* BEGIN QUOTED TEXT *
‘The characters simply go on and on, behaving like idiots, in a kind of eternity.’
This is what reading The Pickwick Papers is like, according to George Orwell. I heard this quote the other day, which terrified me, as Pickwick was first on my to-do list of reading all of Charles Dickens’s novels, in order, one a month. Easy, right? I’d planned to do this because (a) it is Dickens’s 200th anniversary in 2012 and (b) I decided I couldn’t put off reading his books until retirement or enforced bed-rest any longer.
A few brave souls, including Becky from our Art department, have decided to join me (well, there were more, but some dropped out – maybe they’d heard the quote too), and we had our inaugural Dickens discussion today.
So was George Orwell right about Pickwick? Well yes and no. It’s true, it is a bit of a picaresque adventure, where characters lurch from one calamity to another without much in the way of aim or conclusion. There’s a lot of ‘whoops, I’m in the wrong bedroom!’ and ‘oh no, I’ve fallen in a ditch’. But once you get past that, Pickwick is a brilliant read, for a number of reasons:
• Everyone is drunk all the time.
* END QUOTED TEXT *
• THE TASKS:
**A)** Reproduce the Pickwick passage word for word, from "A few brave" to "all the time.".
**B)** In the Pickwick passage, how many of Dickens's novels does the writer plan to read each month?
**C)** Continue the Pickwick passage from its last sentence.
* BEGIN SUPPLIED DATA *
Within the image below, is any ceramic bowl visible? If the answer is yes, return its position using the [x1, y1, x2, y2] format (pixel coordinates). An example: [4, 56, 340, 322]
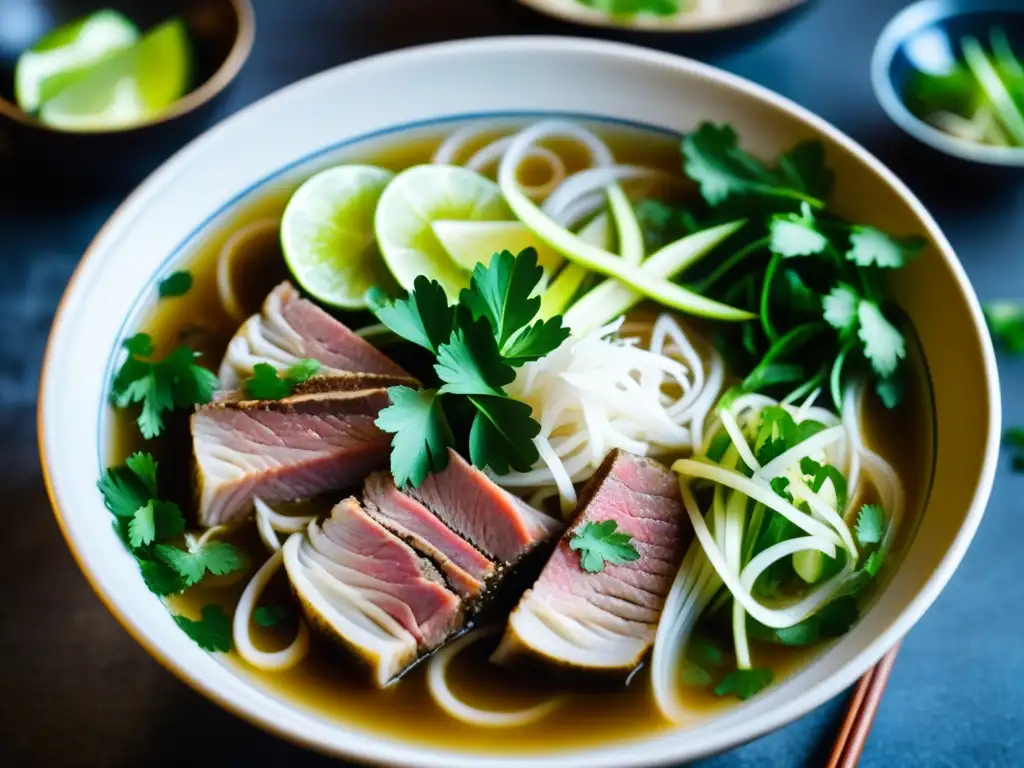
[871, 0, 1024, 168]
[39, 37, 1000, 768]
[0, 0, 256, 191]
* END SUPPLIED DATA *
• ANSWERS PER TASK:
**A)**
A few brave souls, including Becky from our Art department, have decided to join me (well, there were more, but some dropped out – maybe they’d heard the quote too), and we had our inaugural Dickens discussion today.
So was George Orwell right about Pickwick? Well yes and no. It’s true, it is a bit of a picaresque adventure, where characters lurch from one calamity to another without much in the way of aim or conclusion. There’s a lot of ‘whoops, I’m in the wrong bedroom!’ and ‘oh no, I’ve fallen in a ditch’. But once you get past that, Pickwick is a brilliant read, for a number of reasons:
• Everyone is drunk all the time.

**B)** One novel a month.

**C)**
• People insult each other with words like ‘poltroon’ and ‘gammon’.
• The fabulous Mr Jingle, whose elliptical speech (‘Present! Think I was; fired a musket, – fired with an idea, – rushed into wine shop – wrote it down – whiz, bang!’) reminded me of drunken Rowley Birkin QC from The Fast Show. Apologies to readers under thirty for this ancient cultural reference.
• The even more wonderful ‘Fat Boy’, with his ‘mountainous cheeks’, who either eats, passes out or looks at food (and occasionally people) ravenously.
• The way Dickens treats his characters ironically and is very happy for us to laugh at them as well as with them. Pickwick gets everything wrong, and we know it.
• The bizarre switches in mood, with dark and often shocking stories-within-stories about mistreated children, hauntings and criminals.
• That you can see what makes Dickens Dickens in embryo – law courts, debtors’ jails, feasts, ghosts, Christmas – and think of treats to come.
• It mentions Gravesend, my home town!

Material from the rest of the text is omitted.